WRITTEN PROBLEM:
Copy only those lines which run from the line containing "# point at: the brown soil" to the end of the entries below, both inclusive, exactly as written and with no pictures.

Object position labeling entries:
:::

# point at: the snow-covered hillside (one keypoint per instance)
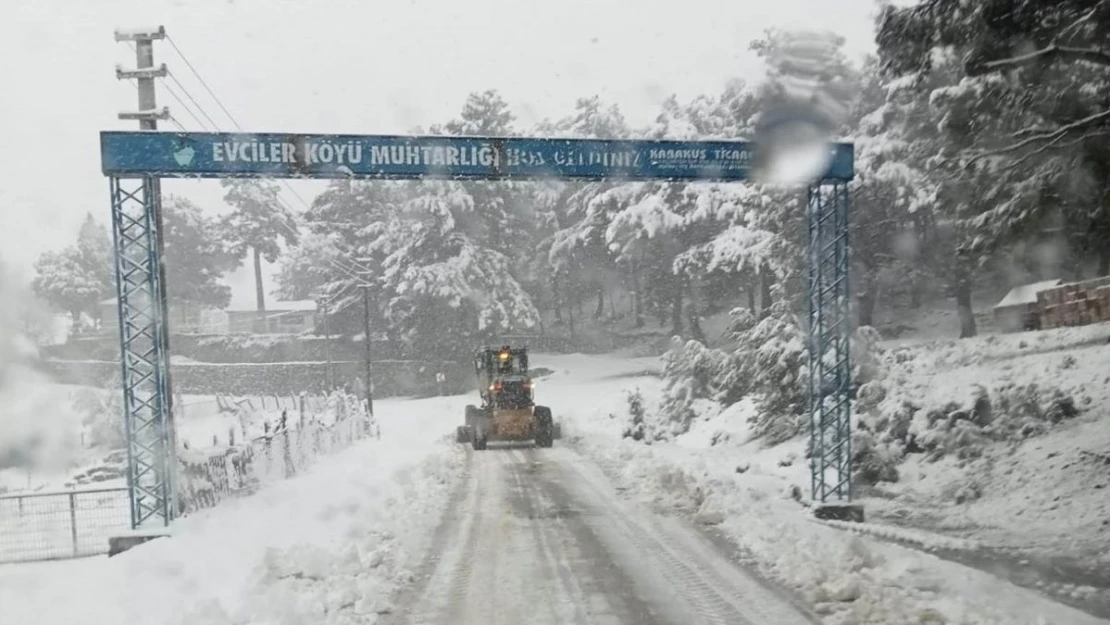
(334, 544)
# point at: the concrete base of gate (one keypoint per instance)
(120, 544)
(849, 512)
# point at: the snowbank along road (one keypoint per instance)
(536, 536)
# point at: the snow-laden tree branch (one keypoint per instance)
(1047, 139)
(1055, 52)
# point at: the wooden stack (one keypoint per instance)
(1079, 303)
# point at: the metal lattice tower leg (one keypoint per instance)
(144, 358)
(829, 332)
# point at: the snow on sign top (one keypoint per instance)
(1026, 293)
(202, 154)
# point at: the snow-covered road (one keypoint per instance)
(537, 536)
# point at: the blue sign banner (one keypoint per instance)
(203, 154)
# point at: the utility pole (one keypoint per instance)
(328, 350)
(144, 74)
(365, 314)
(370, 366)
(148, 117)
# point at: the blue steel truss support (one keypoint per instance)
(829, 333)
(143, 341)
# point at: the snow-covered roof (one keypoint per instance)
(1026, 293)
(299, 305)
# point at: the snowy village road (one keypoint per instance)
(538, 536)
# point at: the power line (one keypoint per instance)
(191, 99)
(357, 269)
(207, 88)
(224, 109)
(183, 106)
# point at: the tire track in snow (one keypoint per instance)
(446, 557)
(716, 590)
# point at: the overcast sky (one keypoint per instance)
(346, 66)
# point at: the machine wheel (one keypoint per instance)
(472, 413)
(545, 427)
(476, 442)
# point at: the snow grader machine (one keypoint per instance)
(508, 411)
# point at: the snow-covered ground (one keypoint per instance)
(333, 544)
(851, 578)
(328, 546)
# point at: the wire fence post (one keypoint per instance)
(72, 500)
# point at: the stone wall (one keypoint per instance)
(391, 377)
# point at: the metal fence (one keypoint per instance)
(60, 524)
(212, 474)
(37, 526)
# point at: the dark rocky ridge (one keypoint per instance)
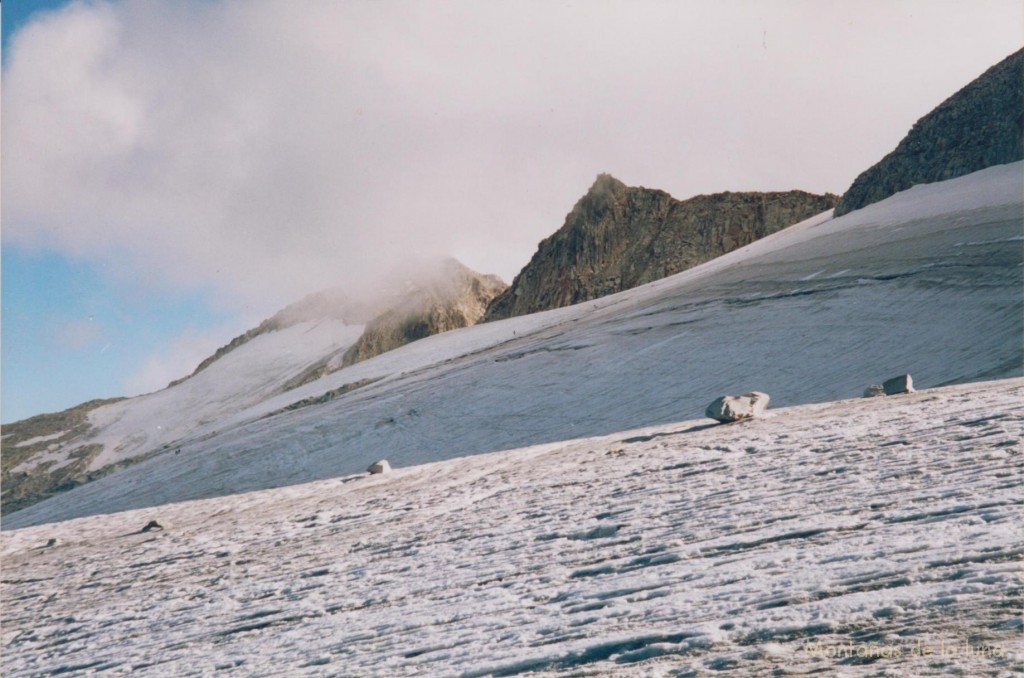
(456, 297)
(979, 126)
(620, 237)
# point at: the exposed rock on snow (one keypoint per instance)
(734, 408)
(379, 467)
(449, 298)
(897, 385)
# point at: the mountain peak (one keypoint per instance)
(980, 126)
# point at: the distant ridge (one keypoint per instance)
(979, 126)
(620, 237)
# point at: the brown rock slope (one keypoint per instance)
(979, 126)
(620, 237)
(454, 297)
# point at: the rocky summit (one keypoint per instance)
(451, 298)
(620, 237)
(979, 126)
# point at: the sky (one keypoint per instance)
(173, 171)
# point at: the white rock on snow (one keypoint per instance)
(897, 385)
(733, 408)
(380, 467)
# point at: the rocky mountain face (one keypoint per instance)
(453, 298)
(35, 436)
(619, 237)
(979, 126)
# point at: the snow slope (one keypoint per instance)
(846, 538)
(244, 377)
(927, 282)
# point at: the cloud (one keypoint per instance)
(75, 334)
(264, 149)
(181, 358)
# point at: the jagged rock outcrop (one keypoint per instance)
(453, 297)
(979, 126)
(620, 237)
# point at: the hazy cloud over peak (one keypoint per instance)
(265, 149)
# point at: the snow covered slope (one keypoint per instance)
(848, 538)
(927, 282)
(241, 378)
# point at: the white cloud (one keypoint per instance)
(75, 333)
(180, 359)
(269, 147)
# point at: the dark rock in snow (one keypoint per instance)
(898, 385)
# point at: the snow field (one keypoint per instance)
(680, 549)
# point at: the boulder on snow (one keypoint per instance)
(380, 467)
(734, 408)
(896, 385)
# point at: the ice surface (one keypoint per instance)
(812, 313)
(675, 550)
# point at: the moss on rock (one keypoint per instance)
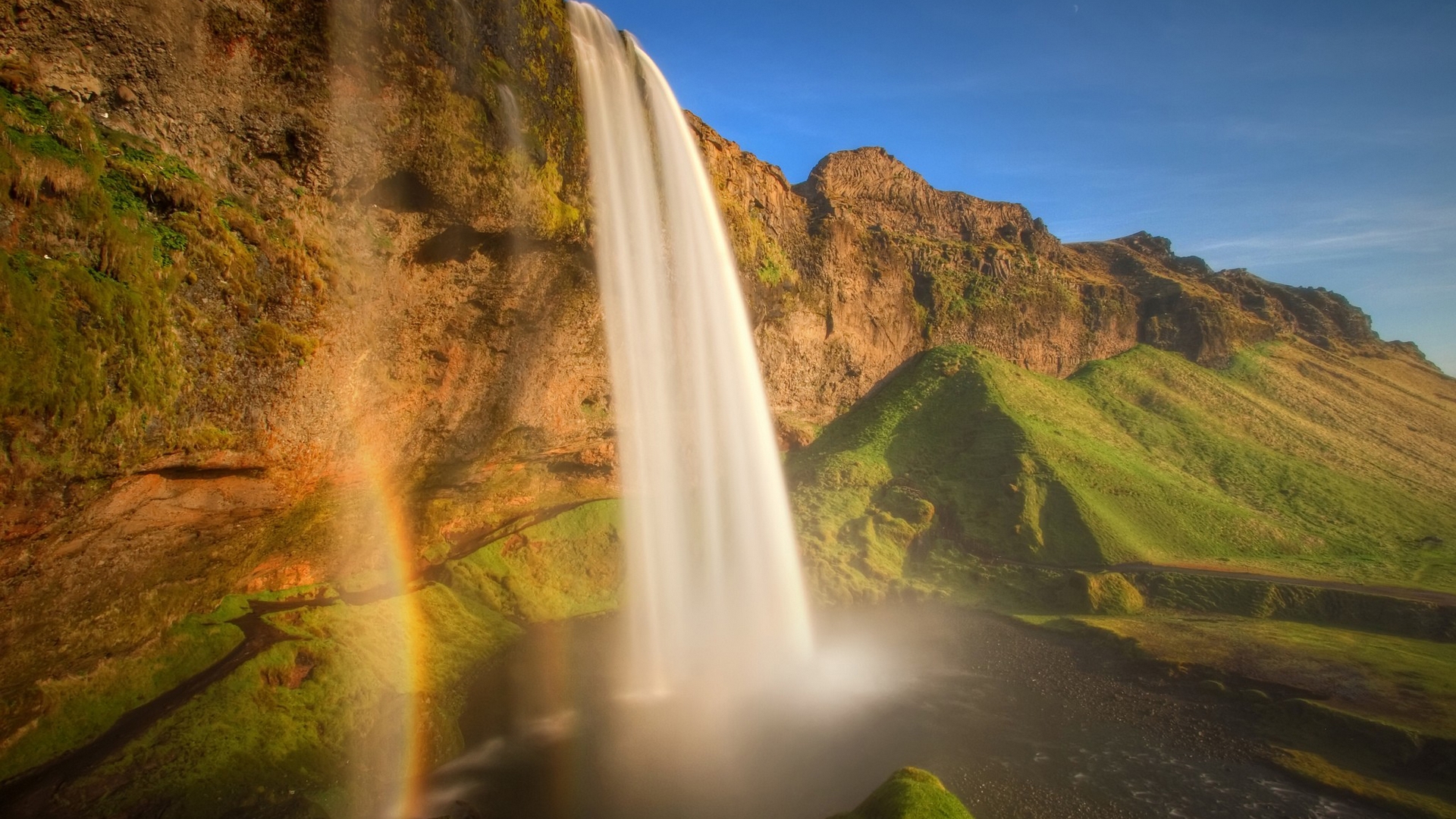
(910, 793)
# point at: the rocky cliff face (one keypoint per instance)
(350, 256)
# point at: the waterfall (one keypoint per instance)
(714, 586)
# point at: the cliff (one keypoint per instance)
(865, 264)
(294, 289)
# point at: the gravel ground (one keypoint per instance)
(1019, 723)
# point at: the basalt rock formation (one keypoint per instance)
(865, 264)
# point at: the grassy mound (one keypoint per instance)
(1292, 463)
(910, 793)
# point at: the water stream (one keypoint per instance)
(1019, 723)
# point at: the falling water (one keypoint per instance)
(714, 583)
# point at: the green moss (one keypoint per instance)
(568, 566)
(1144, 458)
(123, 295)
(77, 710)
(316, 720)
(1318, 770)
(1391, 679)
(910, 793)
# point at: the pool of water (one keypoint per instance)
(1021, 725)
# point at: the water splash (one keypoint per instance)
(715, 592)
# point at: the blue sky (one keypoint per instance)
(1312, 143)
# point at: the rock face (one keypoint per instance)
(363, 232)
(883, 265)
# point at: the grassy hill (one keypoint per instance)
(1292, 461)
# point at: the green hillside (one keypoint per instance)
(1292, 461)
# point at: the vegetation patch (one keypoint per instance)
(124, 295)
(910, 793)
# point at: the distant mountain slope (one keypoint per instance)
(1292, 461)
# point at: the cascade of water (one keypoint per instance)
(714, 588)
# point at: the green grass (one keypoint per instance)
(1397, 679)
(1289, 463)
(316, 722)
(910, 793)
(124, 293)
(77, 710)
(1321, 771)
(564, 567)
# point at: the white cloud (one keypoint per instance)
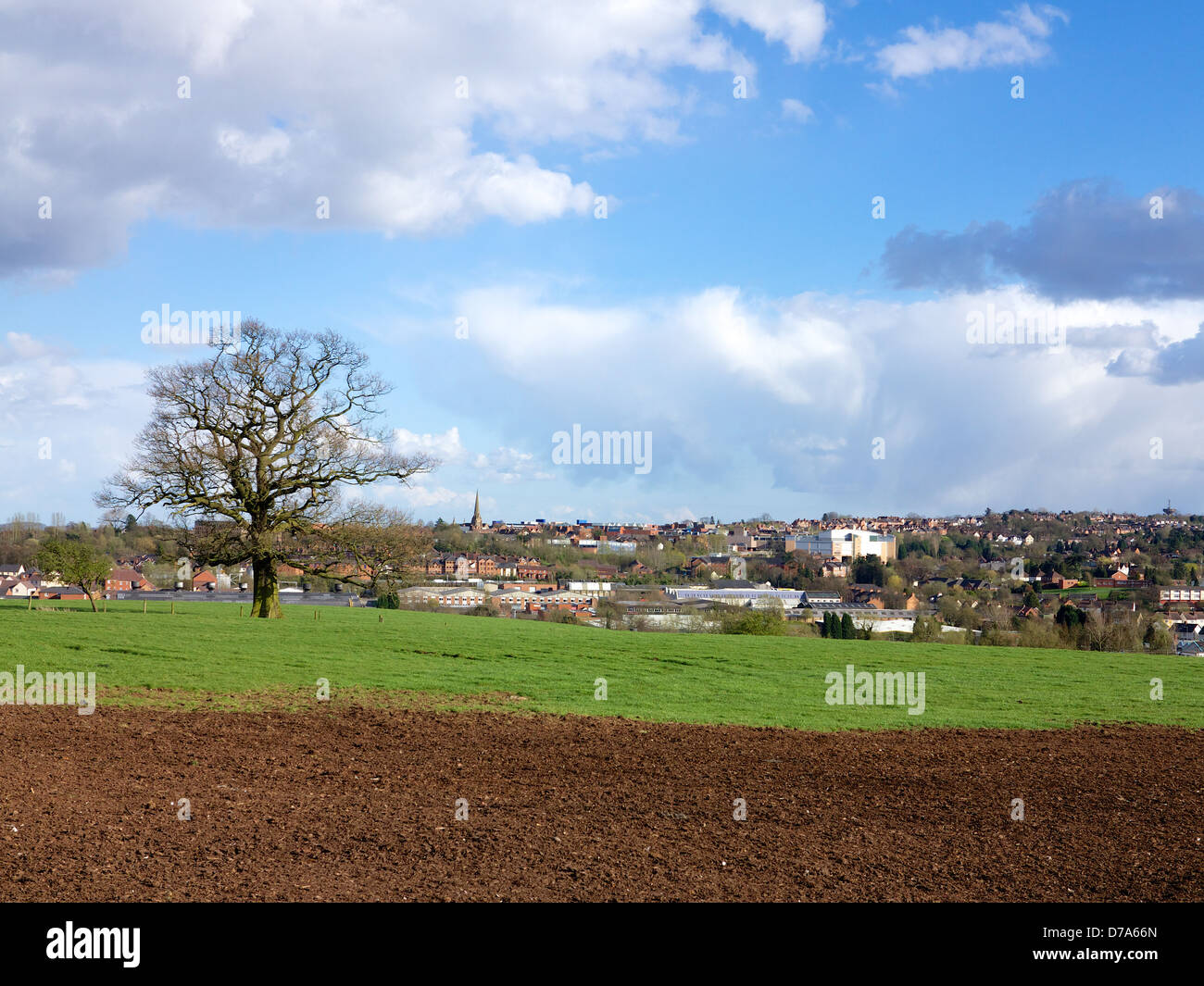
(445, 447)
(1016, 40)
(797, 111)
(749, 393)
(798, 24)
(292, 100)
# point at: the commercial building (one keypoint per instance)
(847, 543)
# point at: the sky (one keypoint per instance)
(786, 243)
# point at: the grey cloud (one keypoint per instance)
(1084, 240)
(1179, 363)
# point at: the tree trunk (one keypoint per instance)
(266, 602)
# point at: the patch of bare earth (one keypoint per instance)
(354, 803)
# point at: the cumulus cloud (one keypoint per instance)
(1082, 240)
(1019, 39)
(445, 447)
(273, 119)
(797, 111)
(798, 24)
(765, 397)
(1176, 363)
(68, 419)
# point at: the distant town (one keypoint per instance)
(1034, 578)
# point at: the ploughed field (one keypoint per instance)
(347, 802)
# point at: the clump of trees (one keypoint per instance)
(839, 628)
(75, 562)
(754, 621)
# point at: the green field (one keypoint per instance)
(205, 653)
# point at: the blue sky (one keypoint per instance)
(787, 352)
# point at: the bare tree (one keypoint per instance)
(256, 447)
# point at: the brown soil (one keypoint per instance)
(359, 805)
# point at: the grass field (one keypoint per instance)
(205, 653)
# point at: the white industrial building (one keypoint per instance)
(847, 543)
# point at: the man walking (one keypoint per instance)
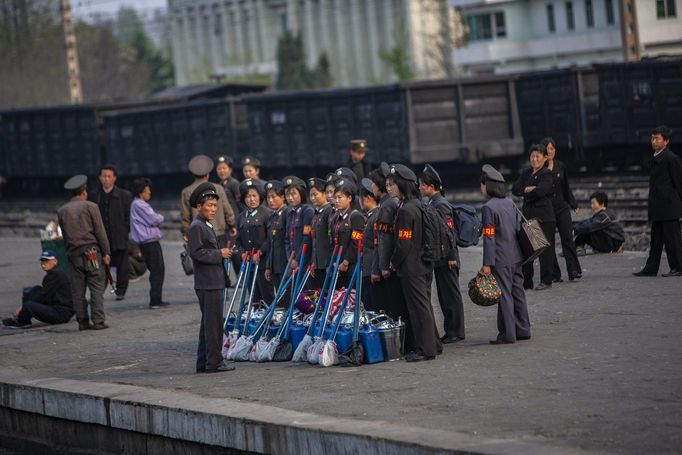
(665, 205)
(88, 250)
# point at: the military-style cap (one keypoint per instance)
(292, 180)
(317, 183)
(404, 172)
(248, 184)
(366, 184)
(346, 173)
(345, 184)
(491, 173)
(76, 182)
(224, 159)
(200, 165)
(255, 162)
(358, 145)
(430, 172)
(202, 192)
(274, 185)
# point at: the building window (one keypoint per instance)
(550, 18)
(609, 12)
(665, 9)
(500, 26)
(589, 13)
(570, 20)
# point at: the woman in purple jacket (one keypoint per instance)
(145, 228)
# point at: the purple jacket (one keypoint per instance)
(144, 222)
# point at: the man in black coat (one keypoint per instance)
(665, 205)
(114, 205)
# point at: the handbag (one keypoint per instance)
(186, 261)
(484, 290)
(531, 238)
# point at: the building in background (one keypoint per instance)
(507, 36)
(237, 39)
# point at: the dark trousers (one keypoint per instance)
(664, 233)
(153, 257)
(41, 312)
(417, 291)
(209, 351)
(450, 299)
(512, 312)
(564, 224)
(599, 241)
(546, 259)
(84, 275)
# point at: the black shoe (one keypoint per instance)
(672, 273)
(449, 340)
(501, 342)
(643, 273)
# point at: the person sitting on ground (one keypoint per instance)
(50, 303)
(602, 232)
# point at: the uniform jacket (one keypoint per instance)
(209, 273)
(406, 258)
(320, 237)
(370, 242)
(116, 217)
(536, 203)
(299, 220)
(82, 227)
(276, 255)
(224, 219)
(388, 209)
(665, 186)
(252, 230)
(500, 227)
(445, 210)
(347, 231)
(562, 198)
(602, 221)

:::

SOLUTION:
# point at: the brown soil (one keypoint per instance)
(359, 805)
# point at: the grass field (one keypoint per instance)
(205, 653)
# point at: the white industrial building (one keypoint per instance)
(847, 543)
# point at: the man walking (one keypoint per instance)
(665, 205)
(88, 250)
# point at: the military-style cap (one keypoint per instance)
(292, 180)
(317, 183)
(404, 172)
(248, 184)
(366, 184)
(346, 173)
(345, 184)
(491, 173)
(76, 182)
(224, 159)
(200, 165)
(255, 162)
(358, 145)
(430, 172)
(202, 192)
(274, 185)
# point at: the building window (one keypoint per instance)
(550, 18)
(609, 12)
(665, 9)
(500, 26)
(589, 13)
(570, 20)
# point at: the woman in purple jacket (one keypoint per instance)
(145, 228)
# point at: the purple jacket (one keypoint per instance)
(144, 222)
# point at: the man in black coat (one keypoint per instance)
(665, 205)
(114, 205)
# point at: the handbag (one keypoint per instance)
(186, 261)
(484, 290)
(531, 238)
# point at: the building in background (one keypoint per instance)
(507, 36)
(237, 39)
# point at: the dark trousers (one keypoint per instance)
(664, 233)
(153, 257)
(41, 312)
(417, 291)
(209, 351)
(450, 299)
(512, 312)
(564, 224)
(599, 241)
(546, 259)
(84, 275)
# point at: the black shoe (one keypoint per instance)
(672, 273)
(449, 340)
(501, 342)
(643, 273)
# point at: the person sitting on ground (one keypoint per instance)
(50, 303)
(602, 232)
# point at: the uniform jacket (one keypoint per instance)
(209, 273)
(406, 258)
(320, 237)
(370, 242)
(116, 217)
(536, 203)
(299, 220)
(82, 227)
(276, 255)
(224, 219)
(388, 209)
(665, 186)
(252, 230)
(500, 227)
(445, 210)
(347, 231)
(562, 198)
(602, 221)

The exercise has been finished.